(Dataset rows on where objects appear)
------------------------------------------------------------
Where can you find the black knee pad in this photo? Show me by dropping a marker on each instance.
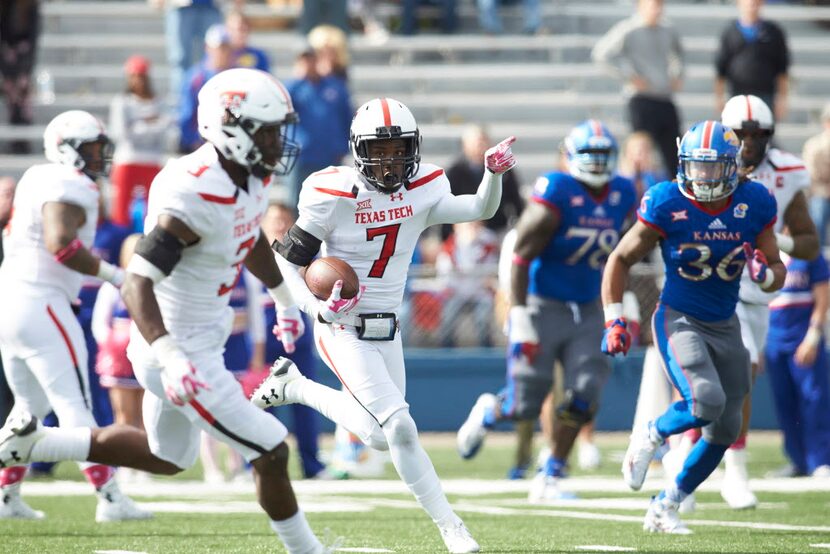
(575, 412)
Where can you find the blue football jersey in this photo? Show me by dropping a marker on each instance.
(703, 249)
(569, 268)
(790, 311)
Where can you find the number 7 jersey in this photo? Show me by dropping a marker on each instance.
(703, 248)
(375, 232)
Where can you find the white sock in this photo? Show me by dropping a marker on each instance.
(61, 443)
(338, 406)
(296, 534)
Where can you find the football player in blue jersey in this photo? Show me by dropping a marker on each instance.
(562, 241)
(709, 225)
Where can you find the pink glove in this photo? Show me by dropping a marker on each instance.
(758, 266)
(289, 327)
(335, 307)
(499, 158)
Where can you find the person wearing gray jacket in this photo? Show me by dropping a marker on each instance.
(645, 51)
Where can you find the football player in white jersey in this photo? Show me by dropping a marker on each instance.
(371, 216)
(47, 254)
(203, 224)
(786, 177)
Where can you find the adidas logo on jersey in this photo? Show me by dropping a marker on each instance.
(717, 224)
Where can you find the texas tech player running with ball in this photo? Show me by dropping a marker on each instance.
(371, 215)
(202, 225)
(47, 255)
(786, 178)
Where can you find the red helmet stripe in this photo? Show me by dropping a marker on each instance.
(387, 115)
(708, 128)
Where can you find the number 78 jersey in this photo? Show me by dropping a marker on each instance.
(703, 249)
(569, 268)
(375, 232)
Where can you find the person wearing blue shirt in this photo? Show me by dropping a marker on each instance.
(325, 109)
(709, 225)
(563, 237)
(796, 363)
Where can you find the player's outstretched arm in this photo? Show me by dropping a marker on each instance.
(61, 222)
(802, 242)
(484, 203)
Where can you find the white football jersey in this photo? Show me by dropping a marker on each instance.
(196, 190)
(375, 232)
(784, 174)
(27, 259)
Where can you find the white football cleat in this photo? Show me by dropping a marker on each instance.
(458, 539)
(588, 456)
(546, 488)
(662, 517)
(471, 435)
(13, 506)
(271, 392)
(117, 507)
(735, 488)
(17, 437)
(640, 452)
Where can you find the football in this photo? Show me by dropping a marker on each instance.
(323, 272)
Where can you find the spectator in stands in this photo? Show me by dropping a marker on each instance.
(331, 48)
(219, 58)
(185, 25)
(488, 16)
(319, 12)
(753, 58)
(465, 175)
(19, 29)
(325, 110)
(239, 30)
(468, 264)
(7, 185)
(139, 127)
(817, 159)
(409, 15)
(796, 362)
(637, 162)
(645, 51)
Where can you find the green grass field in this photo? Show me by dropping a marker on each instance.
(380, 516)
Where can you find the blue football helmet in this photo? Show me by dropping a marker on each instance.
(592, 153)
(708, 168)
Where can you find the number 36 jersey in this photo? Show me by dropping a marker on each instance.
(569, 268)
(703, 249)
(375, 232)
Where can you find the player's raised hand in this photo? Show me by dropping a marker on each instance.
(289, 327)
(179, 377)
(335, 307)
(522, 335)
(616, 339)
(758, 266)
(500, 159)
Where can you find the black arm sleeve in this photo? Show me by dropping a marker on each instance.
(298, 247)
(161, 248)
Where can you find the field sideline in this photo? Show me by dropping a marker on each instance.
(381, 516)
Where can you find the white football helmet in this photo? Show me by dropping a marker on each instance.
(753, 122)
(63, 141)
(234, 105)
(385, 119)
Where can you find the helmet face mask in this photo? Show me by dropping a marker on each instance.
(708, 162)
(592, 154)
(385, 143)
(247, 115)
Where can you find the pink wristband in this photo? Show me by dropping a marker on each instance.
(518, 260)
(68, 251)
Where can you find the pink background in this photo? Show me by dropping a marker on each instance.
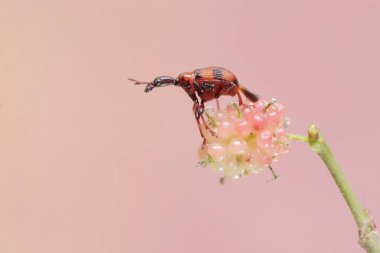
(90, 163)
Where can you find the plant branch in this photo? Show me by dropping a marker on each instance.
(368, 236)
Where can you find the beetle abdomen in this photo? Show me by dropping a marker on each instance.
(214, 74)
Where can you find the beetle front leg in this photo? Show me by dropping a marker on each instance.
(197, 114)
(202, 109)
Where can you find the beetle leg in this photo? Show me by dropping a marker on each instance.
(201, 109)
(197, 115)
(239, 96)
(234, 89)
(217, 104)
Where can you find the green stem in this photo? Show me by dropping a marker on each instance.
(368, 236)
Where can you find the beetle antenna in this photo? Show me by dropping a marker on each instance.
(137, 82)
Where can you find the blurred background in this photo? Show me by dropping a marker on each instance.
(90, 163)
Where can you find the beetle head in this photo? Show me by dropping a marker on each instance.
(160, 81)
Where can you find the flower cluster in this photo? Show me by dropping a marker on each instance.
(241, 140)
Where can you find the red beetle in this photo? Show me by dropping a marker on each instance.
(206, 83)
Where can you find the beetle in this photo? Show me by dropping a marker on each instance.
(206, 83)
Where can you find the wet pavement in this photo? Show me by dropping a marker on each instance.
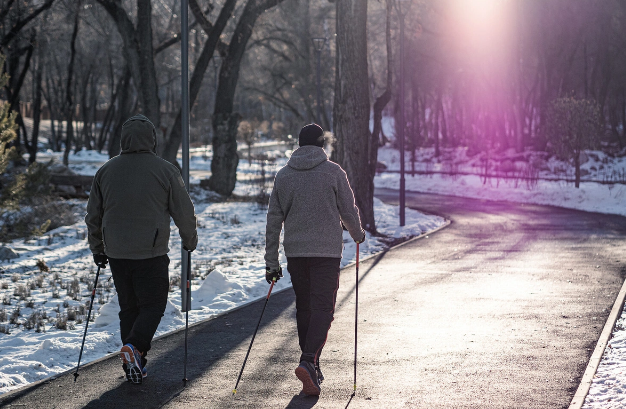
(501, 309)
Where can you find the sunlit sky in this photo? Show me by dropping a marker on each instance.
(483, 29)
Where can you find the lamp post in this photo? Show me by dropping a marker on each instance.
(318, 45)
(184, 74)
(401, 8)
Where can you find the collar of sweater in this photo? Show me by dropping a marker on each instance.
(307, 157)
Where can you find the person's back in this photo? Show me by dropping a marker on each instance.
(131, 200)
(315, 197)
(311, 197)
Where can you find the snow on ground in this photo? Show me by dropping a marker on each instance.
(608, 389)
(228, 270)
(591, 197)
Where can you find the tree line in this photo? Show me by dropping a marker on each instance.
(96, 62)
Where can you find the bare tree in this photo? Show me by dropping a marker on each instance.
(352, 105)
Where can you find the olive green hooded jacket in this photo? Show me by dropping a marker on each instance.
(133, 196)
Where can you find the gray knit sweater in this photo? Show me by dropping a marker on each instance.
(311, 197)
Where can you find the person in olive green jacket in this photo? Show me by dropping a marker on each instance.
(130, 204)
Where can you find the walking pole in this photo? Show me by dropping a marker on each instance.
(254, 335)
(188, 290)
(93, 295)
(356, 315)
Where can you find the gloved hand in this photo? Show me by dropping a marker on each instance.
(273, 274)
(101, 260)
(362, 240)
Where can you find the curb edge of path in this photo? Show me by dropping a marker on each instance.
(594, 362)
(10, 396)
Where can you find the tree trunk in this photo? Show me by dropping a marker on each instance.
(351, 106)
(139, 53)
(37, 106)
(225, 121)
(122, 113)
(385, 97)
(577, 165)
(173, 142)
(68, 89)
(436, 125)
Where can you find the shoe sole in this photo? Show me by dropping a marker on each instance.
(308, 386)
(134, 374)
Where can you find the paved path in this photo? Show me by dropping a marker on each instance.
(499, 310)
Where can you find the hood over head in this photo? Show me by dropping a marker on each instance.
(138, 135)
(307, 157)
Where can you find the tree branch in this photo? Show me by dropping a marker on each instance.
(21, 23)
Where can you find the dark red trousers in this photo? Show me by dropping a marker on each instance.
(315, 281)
------------------------------------------------------------
_Written problem_
Put everything from the line containing "Where can you find the hood" down to the last of the lines above into a Markdown table with the columns Row and Line, leaving out any blank lines.

_Written response_
| Row | Line |
|---|---|
| 1 | Where can you find the hood over head in this photo? Show me by dropping a marker on each instance. |
| 2 | (138, 135) |
| 3 | (307, 157) |
| 4 | Where can you find the tree branch in this photo? Show me by dropping a marker on each instance. |
| 5 | (21, 23) |
| 6 | Where can you find the dark red trousers in this photo? Show me by dropping a marker on each instance. |
| 7 | (315, 281) |